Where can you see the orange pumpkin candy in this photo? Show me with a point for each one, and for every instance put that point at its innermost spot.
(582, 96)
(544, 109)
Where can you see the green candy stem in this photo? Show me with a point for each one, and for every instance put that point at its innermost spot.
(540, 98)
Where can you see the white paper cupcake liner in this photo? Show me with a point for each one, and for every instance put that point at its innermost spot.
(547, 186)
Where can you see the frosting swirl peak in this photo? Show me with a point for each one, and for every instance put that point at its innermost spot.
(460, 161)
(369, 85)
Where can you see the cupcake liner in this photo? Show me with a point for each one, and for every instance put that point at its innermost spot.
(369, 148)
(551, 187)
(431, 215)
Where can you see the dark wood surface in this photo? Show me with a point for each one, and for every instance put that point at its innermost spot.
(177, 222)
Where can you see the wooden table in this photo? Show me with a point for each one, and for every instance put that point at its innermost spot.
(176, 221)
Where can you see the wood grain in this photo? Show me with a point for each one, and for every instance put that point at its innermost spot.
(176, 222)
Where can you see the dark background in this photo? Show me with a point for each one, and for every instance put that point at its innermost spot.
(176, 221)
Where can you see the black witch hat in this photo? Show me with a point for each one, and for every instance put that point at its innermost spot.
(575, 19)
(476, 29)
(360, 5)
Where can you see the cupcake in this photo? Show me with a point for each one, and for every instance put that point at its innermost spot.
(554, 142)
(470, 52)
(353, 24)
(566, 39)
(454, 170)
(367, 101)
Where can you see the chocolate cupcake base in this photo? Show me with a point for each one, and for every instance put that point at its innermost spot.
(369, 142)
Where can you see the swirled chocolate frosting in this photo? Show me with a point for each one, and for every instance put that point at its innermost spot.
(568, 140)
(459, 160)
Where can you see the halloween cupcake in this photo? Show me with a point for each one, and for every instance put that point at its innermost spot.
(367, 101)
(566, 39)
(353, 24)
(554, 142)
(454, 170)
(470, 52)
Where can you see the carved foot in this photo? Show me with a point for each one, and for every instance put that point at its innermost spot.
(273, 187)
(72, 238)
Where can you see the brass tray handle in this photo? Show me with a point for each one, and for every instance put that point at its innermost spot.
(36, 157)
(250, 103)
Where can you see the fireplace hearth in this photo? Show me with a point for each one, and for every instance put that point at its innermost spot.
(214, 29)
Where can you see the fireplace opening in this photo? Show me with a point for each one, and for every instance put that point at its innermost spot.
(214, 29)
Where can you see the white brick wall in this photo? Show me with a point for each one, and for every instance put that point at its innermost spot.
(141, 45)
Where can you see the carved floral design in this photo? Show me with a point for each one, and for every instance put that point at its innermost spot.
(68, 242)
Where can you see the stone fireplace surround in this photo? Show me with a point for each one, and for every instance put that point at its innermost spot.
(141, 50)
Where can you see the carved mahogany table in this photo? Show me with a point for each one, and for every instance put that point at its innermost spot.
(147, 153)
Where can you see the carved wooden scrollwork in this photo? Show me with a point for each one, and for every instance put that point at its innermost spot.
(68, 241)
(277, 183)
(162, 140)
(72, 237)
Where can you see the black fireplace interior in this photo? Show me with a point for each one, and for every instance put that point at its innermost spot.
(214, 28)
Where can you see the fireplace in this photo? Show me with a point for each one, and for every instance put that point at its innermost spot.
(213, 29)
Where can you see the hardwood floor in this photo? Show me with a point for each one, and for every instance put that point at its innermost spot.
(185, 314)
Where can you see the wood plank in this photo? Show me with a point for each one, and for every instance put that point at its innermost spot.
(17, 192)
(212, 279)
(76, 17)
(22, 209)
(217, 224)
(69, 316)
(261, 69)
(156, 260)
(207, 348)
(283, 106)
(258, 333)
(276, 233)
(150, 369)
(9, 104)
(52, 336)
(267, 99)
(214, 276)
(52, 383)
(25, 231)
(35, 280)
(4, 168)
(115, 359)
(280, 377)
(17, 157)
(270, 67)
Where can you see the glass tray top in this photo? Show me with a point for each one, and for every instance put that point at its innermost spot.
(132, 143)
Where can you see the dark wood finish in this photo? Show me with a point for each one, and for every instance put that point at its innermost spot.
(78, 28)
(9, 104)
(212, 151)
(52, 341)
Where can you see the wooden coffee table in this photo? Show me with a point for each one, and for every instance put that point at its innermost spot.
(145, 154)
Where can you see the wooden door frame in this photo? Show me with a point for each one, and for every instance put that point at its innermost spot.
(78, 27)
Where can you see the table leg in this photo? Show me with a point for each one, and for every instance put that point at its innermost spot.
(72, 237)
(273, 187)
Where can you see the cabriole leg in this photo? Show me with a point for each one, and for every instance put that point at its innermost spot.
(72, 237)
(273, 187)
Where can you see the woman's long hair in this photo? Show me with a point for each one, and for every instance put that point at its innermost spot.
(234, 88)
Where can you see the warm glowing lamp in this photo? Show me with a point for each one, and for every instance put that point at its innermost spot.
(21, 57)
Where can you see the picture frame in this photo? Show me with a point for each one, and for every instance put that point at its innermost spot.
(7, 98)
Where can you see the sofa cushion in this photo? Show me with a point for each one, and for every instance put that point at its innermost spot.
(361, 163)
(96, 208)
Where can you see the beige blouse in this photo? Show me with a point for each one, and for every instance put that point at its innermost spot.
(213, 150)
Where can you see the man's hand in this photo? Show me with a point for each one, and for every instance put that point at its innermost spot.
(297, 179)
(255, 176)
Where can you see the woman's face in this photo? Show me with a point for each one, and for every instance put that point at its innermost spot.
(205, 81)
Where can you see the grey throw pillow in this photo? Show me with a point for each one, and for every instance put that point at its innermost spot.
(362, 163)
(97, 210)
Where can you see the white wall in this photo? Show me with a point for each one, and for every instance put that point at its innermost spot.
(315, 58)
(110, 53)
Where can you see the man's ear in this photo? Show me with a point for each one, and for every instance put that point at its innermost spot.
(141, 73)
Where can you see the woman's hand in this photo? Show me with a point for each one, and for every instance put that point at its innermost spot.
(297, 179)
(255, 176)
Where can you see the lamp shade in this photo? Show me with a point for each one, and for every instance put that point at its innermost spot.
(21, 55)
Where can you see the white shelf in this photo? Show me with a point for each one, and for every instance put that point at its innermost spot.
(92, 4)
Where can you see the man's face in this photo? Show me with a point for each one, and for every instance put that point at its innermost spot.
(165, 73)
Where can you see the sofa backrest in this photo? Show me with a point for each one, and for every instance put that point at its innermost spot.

--*--

**STATED EXERCISE**
Lay out every line of the records above as a Markdown table with the columns Row and Line, one numbered row per line, leaving out blank lines.

**OUTPUT OF THE EXERCISE**
| Row | Line |
|---|---|
| 1 | Where can you see the orange pumpkin candy in this photo? Show me with a point for each one, and for every instance put that point at its innermost spot. |
| 2 | (582, 96) |
| 3 | (544, 109) |
| 4 | Where can you see the green candy stem in this photo? Show me with a point for each one, and for every instance put that point at its innermost spot. |
| 5 | (540, 98) |
| 6 | Where can you see the white paper cupcake liner in this photo? Show me with a point for each one, and for every instance put that point at its innermost spot. |
| 7 | (547, 186) |
| 8 | Where can you see the frosting swirl peak in this photo? Show me with a point for each one, and for every instance put that point at its innermost spot. |
| 9 | (460, 161) |
| 10 | (369, 85) |
| 11 | Where can you see the cupcake liner in this photo? Show me with a point for each one, and for every instance put that point at its innermost spot. |
| 12 | (369, 148) |
| 13 | (551, 187) |
| 14 | (431, 215) |
| 15 | Where can you see the dark wood surface in this photo? Show me with a point for each one, and for every instance put that point at its innermost spot. |
| 16 | (177, 222) |
| 17 | Where can you see the wooden table in this photo? Show me with a point for each one, and for every instance put that point at its innermost spot. |
| 18 | (176, 221) |
| 19 | Where can you see the wood grain in this photo? Show me with a point for each one, and for every instance put that point at its innermost spot. |
| 20 | (176, 222) |
| 21 | Where can you see the dark background in this photo? Show me with a point for each one, and for every instance put that point at its innermost spot. |
| 22 | (176, 221) |
| 23 | Where can you see the black witch hat in this photo? Show me with a point for each one, and for every instance put that point at its innermost spot. |
| 24 | (575, 19) |
| 25 | (476, 29) |
| 26 | (360, 5) |
| 27 | Where can you see the cupcake in this photo? Show me with a point for each one, and for every instance put that point at its innermost spot. |
| 28 | (554, 142) |
| 29 | (470, 52) |
| 30 | (353, 24) |
| 31 | (566, 39) |
| 32 | (454, 170) |
| 33 | (367, 101) |
| 34 | Where can you see the chocolate cupcake base in this photo? Show me with a point for each one, and for every instance put that point at its innermost spot. |
| 35 | (369, 142) |
| 36 | Where can you see the swirled chocolate frosting in this photo? Show me with a point for each one, and for every instance put that point at its innermost spot. |
| 37 | (568, 140) |
| 38 | (459, 160) |
| 39 | Where can you see the halloween cupcake in this photo? Show me with a point for each one, and for every instance put that point at its innermost spot. |
| 40 | (367, 101) |
| 41 | (566, 39) |
| 42 | (353, 24) |
| 43 | (554, 142) |
| 44 | (454, 170) |
| 45 | (470, 52) |
| 46 | Where can you see the carved foot in this photo? Show me with a point for each one, and for every instance put that point at its innermost spot. |
| 47 | (273, 187) |
| 48 | (72, 238) |
| 49 | Where can you see the brass tray handle in this photo? Show me with a point for each one, and for every instance put that point at its innermost spot. |
| 50 | (36, 157) |
| 51 | (250, 103) |
| 52 | Where can you see the fireplace hearth in this photo? Show me with a point for each one, and for every instance put that point at its innermost spot. |
| 53 | (214, 29) |
| 54 | Where can you see the fireplace opening in this photo? Show me with a point for each one, and for every instance put that point at its innermost spot. |
| 55 | (214, 29) |
| 56 | Where can you see the white brick wall in this photo? Show me with a point for each one, and for every instance put that point at its innermost spot. |
| 57 | (141, 45) |
| 58 | Where can you see the carved floral design in this photo? Show me with a point for each one, and for every instance put that point at its innermost spot. |
| 59 | (68, 242) |
| 60 | Where can you see the stone fireplace surround in this photo? Show me with a point for each one, and for every instance put that point at its innermost spot. |
| 61 | (141, 50) |
| 62 | Where can you see the carved mahogany table in this photo? Show me with a point for each one, and for every instance put that point at its innermost spot. |
| 63 | (147, 153) |
| 64 | Where can you see the carved wooden scrollwork in this photo? Show me with a point for each one, and for every instance put that point at its innermost spot. |
| 65 | (68, 241) |
| 66 | (277, 183) |
| 67 | (162, 140) |
| 68 | (72, 237) |
| 69 | Where can you see the black fireplace interior in this photo? Show me with a point for each one, and for every instance put that point at its innermost spot. |
| 70 | (214, 28) |
| 71 | Where can you see the fireplace in this photo? Show me with a point for each one, and for every instance put that point at its innermost spot. |
| 72 | (213, 29) |
| 73 | Where can you see the hardwood floor in this photo? Show me with a point for each one, and for every instance put that point at its innermost spot. |
| 74 | (185, 314) |
| 75 | Where can you see the wood plank in this photo? Show me with a point for each one, and for every instance put that point at its innermost spot. |
| 76 | (17, 192) |
| 77 | (212, 279) |
| 78 | (76, 17) |
| 79 | (22, 209) |
| 80 | (217, 224) |
| 81 | (69, 316) |
| 82 | (261, 69) |
| 83 | (156, 260) |
| 84 | (207, 348) |
| 85 | (283, 106) |
| 86 | (258, 333) |
| 87 | (276, 233) |
| 88 | (150, 369) |
| 89 | (9, 104) |
| 90 | (52, 336) |
| 91 | (267, 99) |
| 92 | (214, 276) |
| 93 | (52, 383) |
| 94 | (25, 231) |
| 95 | (35, 280) |
| 96 | (4, 168) |
| 97 | (115, 359) |
| 98 | (280, 377) |
| 99 | (17, 157) |
| 100 | (270, 67) |
| 101 | Where can you see the glass tray top in this photo? Show me with a point for each one, and for every instance put that point at its innermost spot. |
| 102 | (132, 143) |
| 103 | Where can you see the dark wood finish in this photo? Show me with a point for each one, and for every instance put that point at its innermost spot. |
| 104 | (78, 28) |
| 105 | (9, 104) |
| 106 | (212, 151) |
| 107 | (52, 341) |
| 108 | Where can you see the wooden coffee table in this photo? Show me with a point for each one, and for every instance put that point at its innermost spot. |
| 109 | (145, 154) |
| 110 | Where can you see the wooden door frame in this photo? Show me with a point for each one, and for every instance put that point at its innermost spot. |
| 111 | (78, 27) |
| 112 | Where can you see the table leg in this photo? Show me with a point for each one, and for every instance put that point at its innermost spot. |
| 113 | (72, 237) |
| 114 | (273, 187) |
| 115 | Where can you see the cabriole leg in this photo? Show me with a point for each one, and for every instance put that point at its innermost spot. |
| 116 | (72, 237) |
| 117 | (273, 187) |
| 118 | Where can you see the woman's long hair in this photo? Show me with a point for each one, and for every instance put that point at its innermost spot. |
| 119 | (234, 88) |
| 120 | Where can you see the warm glowing lamp in this photo? Show me with a point for each one, and for every instance put that point at its innermost spot. |
| 121 | (21, 57) |
| 122 | Where can you see the picture frame in this photo? Show me with a point for each one, and for every instance put that point at its innermost spot. |
| 123 | (7, 98) |
| 124 | Where can you see the sofa cushion in this photo? Show me with a point for each one, and for every instance put that point at its innermost spot. |
| 125 | (361, 163) |
| 126 | (96, 208) |
| 127 | Where can you see the beige blouse in this photo? Show me with a point for each one, and for every instance put that point at its innermost spot. |
| 128 | (213, 150) |
| 129 | Where can you see the man's hand in this photo? Show me with a point for each one, and for every instance put that point at its innermost spot. |
| 130 | (297, 179) |
| 131 | (255, 176) |
| 132 | Where can you see the woman's face in this photo? Show me with a point for each one, and for every instance put that point at its innermost spot. |
| 133 | (205, 81) |
| 134 | Where can you see the grey throw pillow in this photo? Show me with a point for each one, and for every instance put that point at its innermost spot. |
| 135 | (362, 163) |
| 136 | (97, 210) |
| 137 | Where can you see the white wall in this photo? Show me with a point for each one, and for every instance put that point at its innermost spot. |
| 138 | (315, 58) |
| 139 | (110, 53) |
| 140 | Where can you see the man's ear in this photo? Show me with a point for each one, and for every instance put that point at its innermost spot. |
| 141 | (141, 73) |
| 142 | Where can you see the woman's hand in this photo? Show me with a point for each one, and for every instance put that point at its innermost spot. |
| 143 | (297, 179) |
| 144 | (255, 176) |
| 145 | Where can you see the lamp shade in this photo? Show me with a point for each one, and for every instance put that point at its innermost spot. |
| 146 | (21, 55) |
| 147 | Where can you see the white shelf in this photo? Show me with a point for each one, and for every instance put that point at its innermost spot. |
| 148 | (92, 4) |
| 149 | Where can you see the man's face in this photo? Show me with a point for each one, and for every instance put that point at its innermost spot. |
| 150 | (165, 73) |
| 151 | Where can you see the sofa backrest in this photo? Show me with a point for each one, and for every instance put that point at its innermost spot. |